◆ Given instruction A
Answer these questions from the UTF-8 encoding thread:
(i) On which operating system does Java not default to UTF-8?
(ii) To which address was the August 20, 2007 message sent?
(iii) What kind of file does the sender say the CSV file actually is?
◆ Given instruction B
Continue the UTF-8 encoding thread from the point at which it stops.

If you are running on Windows, it does not default to UTF-8. It has a java 
property that changes it to UTF-8. Unfortunately, not all libraries get this 
information, and some of the String converters don't have a character-encoding 
argument. I learned this the hard way.

  _____  

From: Ben Shlomo, Yatir [mailto:[EMAIL PROTECTED] 
Sent: Monday, August 20, 2007 8:40 AM
To: solr-user@lucene.apache.org
Subject: problem with quering solr after indexing UTF-8 encoded CSV files



Hi!

 

I have utf-8 encoded data inside a csv file (actually it’s a tab separated file 
- attached)

◆ Given data
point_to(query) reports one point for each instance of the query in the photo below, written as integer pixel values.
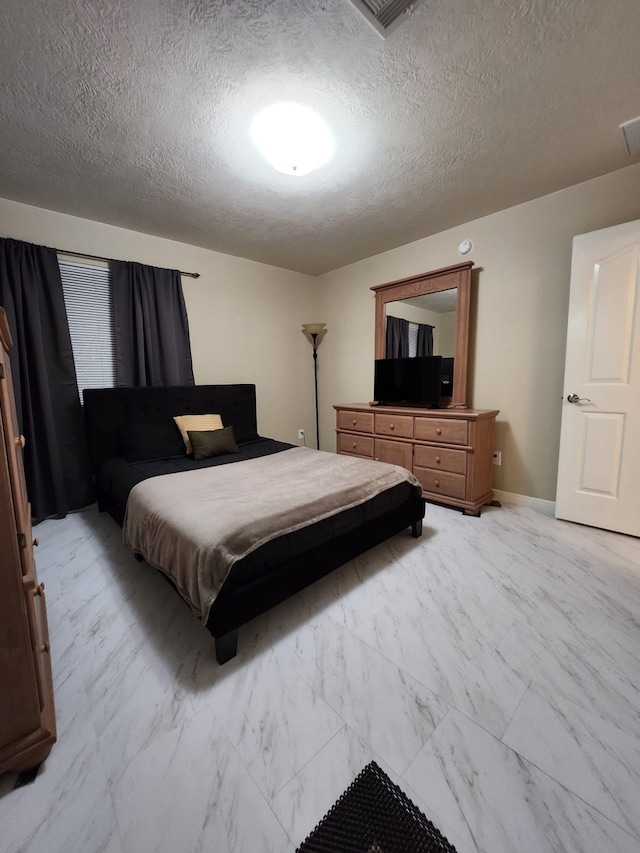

◆ Task answer A
(i) Windows
(ii) solr-user@lucene.apache.org
(iii) A tab-separated file

◆ Task answer B
I can index it with no apparent errors

I did not forget to set this in my tomcat configuration

 

 

<Server ...>
 <Service ...>
   <Connector ... URIEncoding="UTF-8"/>

 

When I query  a document using the UTF-8 text I get zero matches: 

 

  <?xml version="1.0" encoding="UTF-8" ?> 

 
<http://localhost:8080/apache-solr-1.2.1-dev/select/?q=%D7%99%D7%AA%D7%99%D7%A8&version=2.2&start=0&rows=10&indent=on##>
 - <response>

 
<http://localhost:8080/apache-solr-1.2.1-dev/select/?q=%D7%99%D7%AA%D7%99%D7%A8&version=2.2&start=0&rows=10&indent=on##>
 - <lst name="responseHeader">

  <int name="status">0</int> 

  <int name="QTime">0</int> 

 
<http://localhost:8080/apache-solr-1.2.1-dev/select/?q=%D7%99%D7%AA%D7%99%D7%A8&version=2.2&start=0&rows=10&indent=on##>
 - <lst name="params">

  <str name="indent">on</str> 

  <str name="start">0</str> 

<ststr name="q">יתיר</str>         // Note that - I can see the correct UTF-8 
text in it (hebrew characters)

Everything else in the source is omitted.